● TASK TO COMPLETE: Of the material below, the lines to be retyped are those from the line containing "occurrence of traffic" through the line containing "occurrence of distant", inclusive; reproduce them exactly.

● AVAILABLE DATA:
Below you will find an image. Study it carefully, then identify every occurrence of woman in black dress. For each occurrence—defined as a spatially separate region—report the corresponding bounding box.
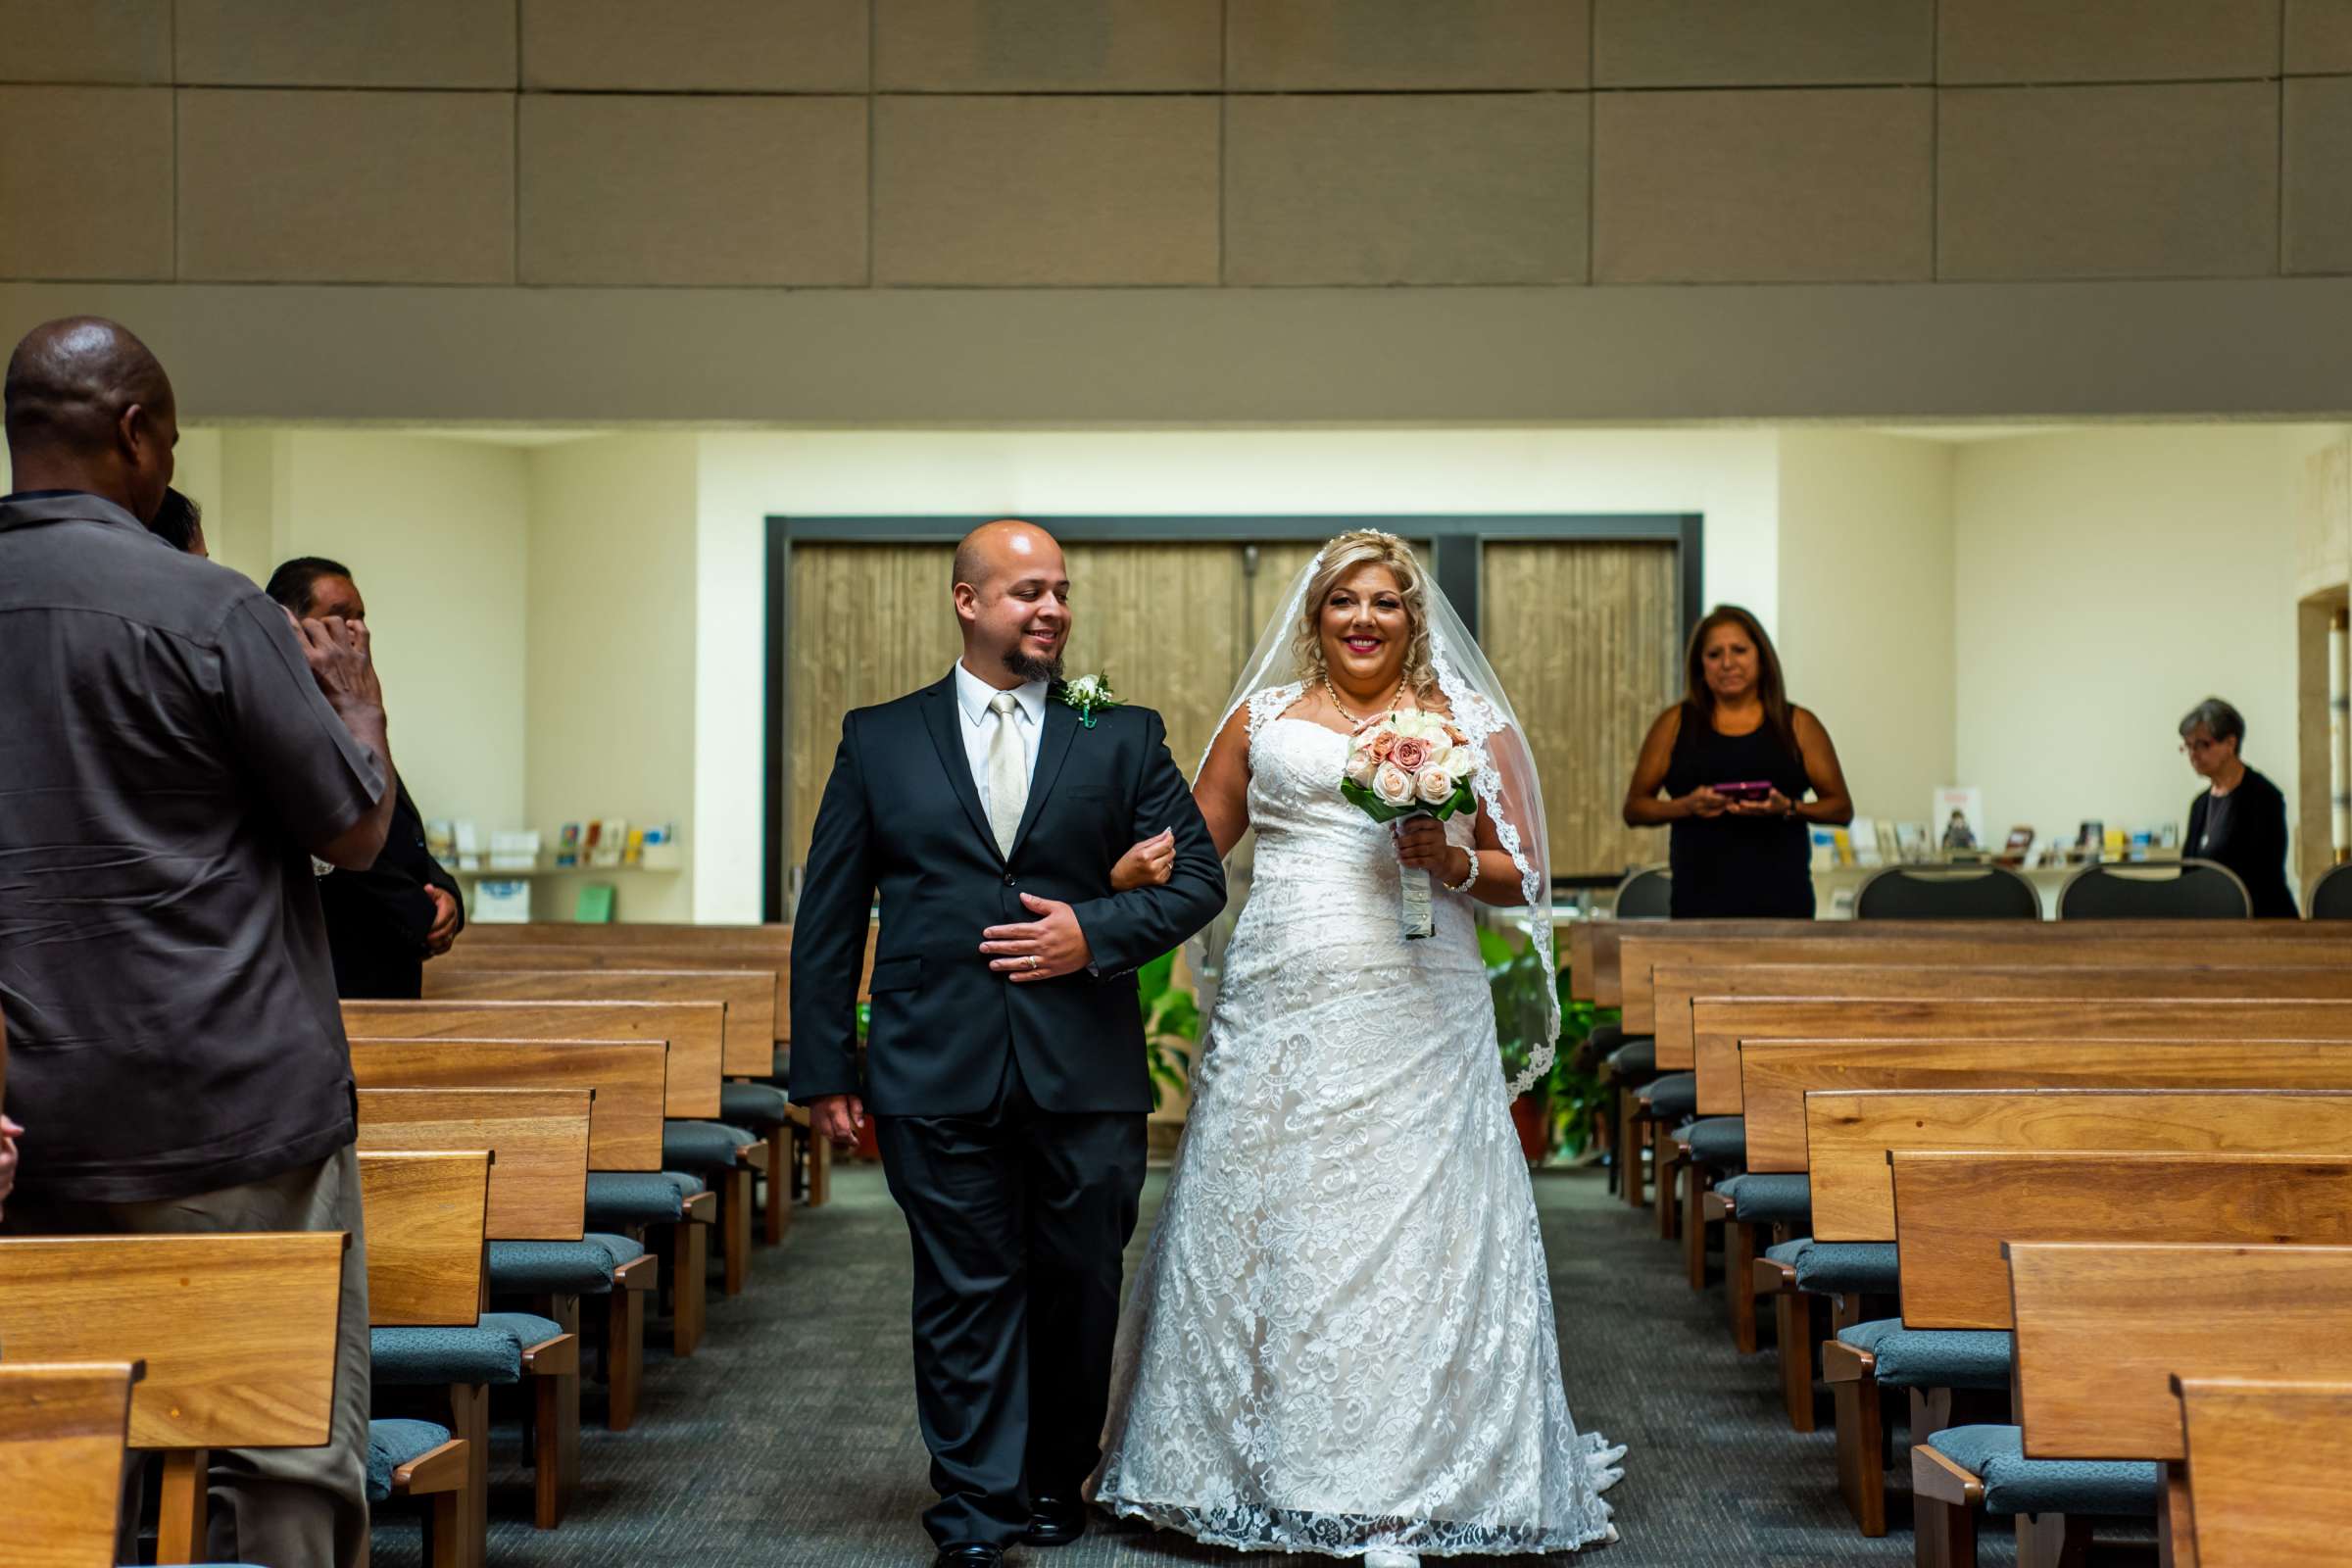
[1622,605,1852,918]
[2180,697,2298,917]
...
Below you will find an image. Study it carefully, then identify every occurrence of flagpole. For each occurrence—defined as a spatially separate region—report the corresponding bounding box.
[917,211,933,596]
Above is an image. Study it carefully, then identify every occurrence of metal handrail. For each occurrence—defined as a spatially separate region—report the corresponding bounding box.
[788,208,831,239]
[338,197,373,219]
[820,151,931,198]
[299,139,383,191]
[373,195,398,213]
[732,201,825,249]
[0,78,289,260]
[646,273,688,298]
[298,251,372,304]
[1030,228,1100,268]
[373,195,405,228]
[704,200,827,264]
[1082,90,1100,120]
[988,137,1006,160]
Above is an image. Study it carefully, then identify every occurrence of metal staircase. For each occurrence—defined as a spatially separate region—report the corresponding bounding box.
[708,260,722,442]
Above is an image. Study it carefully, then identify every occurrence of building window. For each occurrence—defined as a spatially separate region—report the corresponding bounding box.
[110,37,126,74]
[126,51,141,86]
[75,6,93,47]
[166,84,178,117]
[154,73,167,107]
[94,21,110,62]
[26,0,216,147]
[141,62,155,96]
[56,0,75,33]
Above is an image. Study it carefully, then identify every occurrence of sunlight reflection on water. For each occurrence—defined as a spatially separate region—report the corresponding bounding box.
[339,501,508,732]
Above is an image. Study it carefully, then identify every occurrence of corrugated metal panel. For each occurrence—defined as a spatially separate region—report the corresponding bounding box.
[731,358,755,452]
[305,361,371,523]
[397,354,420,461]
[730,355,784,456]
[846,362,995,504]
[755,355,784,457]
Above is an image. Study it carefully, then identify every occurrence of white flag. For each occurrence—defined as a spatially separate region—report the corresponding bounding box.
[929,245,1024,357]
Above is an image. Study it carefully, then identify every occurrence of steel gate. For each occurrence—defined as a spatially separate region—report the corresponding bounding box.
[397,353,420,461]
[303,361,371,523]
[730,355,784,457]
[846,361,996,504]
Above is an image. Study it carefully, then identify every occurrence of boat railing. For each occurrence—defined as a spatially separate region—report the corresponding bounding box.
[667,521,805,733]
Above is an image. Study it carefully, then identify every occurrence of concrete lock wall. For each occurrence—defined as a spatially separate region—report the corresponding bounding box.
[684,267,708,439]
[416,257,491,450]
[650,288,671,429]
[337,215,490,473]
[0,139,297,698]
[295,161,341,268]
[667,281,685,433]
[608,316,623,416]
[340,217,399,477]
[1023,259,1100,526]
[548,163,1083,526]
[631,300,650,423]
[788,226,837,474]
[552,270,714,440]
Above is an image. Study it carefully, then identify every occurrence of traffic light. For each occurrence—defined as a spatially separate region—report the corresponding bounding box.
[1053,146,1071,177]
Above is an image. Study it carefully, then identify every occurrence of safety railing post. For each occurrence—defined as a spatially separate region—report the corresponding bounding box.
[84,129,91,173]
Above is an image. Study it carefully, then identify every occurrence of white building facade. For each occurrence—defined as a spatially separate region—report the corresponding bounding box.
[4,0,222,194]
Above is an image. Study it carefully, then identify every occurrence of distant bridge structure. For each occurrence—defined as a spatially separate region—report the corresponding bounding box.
* * *
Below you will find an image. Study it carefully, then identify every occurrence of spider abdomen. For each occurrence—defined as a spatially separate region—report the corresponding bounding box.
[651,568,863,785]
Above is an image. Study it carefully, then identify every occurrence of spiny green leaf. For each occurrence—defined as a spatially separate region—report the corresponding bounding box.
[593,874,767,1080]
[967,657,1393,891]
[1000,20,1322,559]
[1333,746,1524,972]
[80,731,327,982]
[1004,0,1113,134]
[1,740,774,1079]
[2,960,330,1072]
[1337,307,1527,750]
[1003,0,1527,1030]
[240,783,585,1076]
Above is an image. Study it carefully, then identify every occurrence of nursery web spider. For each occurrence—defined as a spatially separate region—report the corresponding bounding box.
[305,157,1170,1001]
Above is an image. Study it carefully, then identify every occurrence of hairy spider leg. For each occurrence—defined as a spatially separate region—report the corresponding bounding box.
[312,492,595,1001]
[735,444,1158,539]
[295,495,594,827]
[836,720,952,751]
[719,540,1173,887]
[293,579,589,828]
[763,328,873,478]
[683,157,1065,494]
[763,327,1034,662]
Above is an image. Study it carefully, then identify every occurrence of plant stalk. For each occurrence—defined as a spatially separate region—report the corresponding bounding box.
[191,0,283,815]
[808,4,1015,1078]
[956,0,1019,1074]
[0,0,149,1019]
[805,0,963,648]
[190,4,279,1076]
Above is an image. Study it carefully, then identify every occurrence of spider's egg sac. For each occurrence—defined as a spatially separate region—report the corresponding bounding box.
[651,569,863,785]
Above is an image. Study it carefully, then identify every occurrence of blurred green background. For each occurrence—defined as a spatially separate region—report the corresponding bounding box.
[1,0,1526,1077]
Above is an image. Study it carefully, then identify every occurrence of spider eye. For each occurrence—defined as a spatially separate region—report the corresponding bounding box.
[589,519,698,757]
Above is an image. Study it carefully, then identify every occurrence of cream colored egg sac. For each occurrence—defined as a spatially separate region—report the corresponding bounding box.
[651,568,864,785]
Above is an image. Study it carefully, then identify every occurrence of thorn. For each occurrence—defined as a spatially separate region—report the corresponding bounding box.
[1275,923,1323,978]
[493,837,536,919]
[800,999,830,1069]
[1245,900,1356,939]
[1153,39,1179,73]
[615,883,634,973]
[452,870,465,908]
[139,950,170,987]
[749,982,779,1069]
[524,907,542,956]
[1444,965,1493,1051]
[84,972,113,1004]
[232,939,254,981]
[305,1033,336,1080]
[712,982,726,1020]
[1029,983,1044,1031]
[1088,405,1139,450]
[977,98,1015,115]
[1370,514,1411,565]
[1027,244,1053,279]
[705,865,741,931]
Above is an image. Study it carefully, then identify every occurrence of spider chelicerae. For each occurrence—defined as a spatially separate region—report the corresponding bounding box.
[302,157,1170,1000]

● TASK RESPONSE:
Above is an image. Study it carefully, then identify every occurrence of traffic light. For each occurrence—defined as a spatially separate region—report the corresponding bounding box.
[1053,146,1071,177]
Above is an image. Study it carefully, then identify every occurrence of safety railing post. For each occurrence—defined as a spatially separate region—report the corresponding bounding box.
[84,129,91,173]
Above is an image. Study it carefully, then identify every occurrence of white building facade. For each occurrence—defined as a spatially separate region—report the corresponding bounding box.
[4,0,222,194]
Above is an image. Study it carefully, then identify every occurrence of distant bridge structure. For each occurrence—defined as a spatially separate region—report the corresponding bounding box.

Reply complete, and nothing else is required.